### THE TASK
Rewrite the items starting with the line that contains "Where can the mottled" and going on through the end of the items, putting "place a marker" wherever "drop a marker" appears and changing nothing else. Give only those lines.

++++

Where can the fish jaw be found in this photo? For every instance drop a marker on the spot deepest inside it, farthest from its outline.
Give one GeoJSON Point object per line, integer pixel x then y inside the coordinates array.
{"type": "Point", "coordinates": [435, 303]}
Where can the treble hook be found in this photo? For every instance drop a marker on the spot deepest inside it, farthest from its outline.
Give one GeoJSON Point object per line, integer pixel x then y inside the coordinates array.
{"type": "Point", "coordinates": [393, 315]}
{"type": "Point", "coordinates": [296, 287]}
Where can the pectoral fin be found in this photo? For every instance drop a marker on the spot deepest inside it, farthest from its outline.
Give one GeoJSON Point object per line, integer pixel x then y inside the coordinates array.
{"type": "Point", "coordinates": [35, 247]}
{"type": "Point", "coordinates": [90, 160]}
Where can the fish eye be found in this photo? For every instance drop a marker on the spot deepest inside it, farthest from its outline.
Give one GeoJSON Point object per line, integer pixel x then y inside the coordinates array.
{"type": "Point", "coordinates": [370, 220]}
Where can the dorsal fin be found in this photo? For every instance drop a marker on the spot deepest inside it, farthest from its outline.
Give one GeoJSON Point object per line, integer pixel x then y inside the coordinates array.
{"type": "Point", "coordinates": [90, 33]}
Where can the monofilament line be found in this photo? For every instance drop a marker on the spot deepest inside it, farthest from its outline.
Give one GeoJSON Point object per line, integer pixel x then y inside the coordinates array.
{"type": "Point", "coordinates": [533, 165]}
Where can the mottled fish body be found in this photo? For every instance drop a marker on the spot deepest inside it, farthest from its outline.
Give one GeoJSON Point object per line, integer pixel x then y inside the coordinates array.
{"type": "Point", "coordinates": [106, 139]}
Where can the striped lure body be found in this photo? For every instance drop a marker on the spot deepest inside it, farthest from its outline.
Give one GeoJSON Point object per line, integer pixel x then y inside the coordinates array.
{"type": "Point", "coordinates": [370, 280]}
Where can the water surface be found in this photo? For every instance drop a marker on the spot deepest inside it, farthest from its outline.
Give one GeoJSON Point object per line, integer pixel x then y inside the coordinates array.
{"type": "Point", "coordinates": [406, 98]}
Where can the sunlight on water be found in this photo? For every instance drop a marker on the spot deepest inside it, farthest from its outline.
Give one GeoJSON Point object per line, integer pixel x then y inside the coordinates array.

++++

### SOLUTION TO THE PROBLEM
Where can the mottled fish body be found in this photo? For every instance place a marker on the spot deepest inside it, farthest from its outline.
Give one GeoJSON Point object per line, integer pixel x then y inside the coordinates array.
{"type": "Point", "coordinates": [106, 139]}
Where can the striped lure body be found in this photo? For every instance place a marker on the spot deepest inside it, farthest from its outline.
Give one GeoJSON Point object per line, integer pixel x then y inside the coordinates array.
{"type": "Point", "coordinates": [370, 280]}
Where can the water surface be found in this photo? For every instance place a marker on the spot deepest inside it, farthest from its outline.
Give one GeoJSON Point object per line, integer pixel x then y inside the coordinates array.
{"type": "Point", "coordinates": [406, 98]}
Where can the sunlight on water be found in this photo? For every instance place a marker on the spot deepest inside it, farthest from its outline.
Give one GeoJSON Point object per line, integer pixel x then y inside the coordinates array.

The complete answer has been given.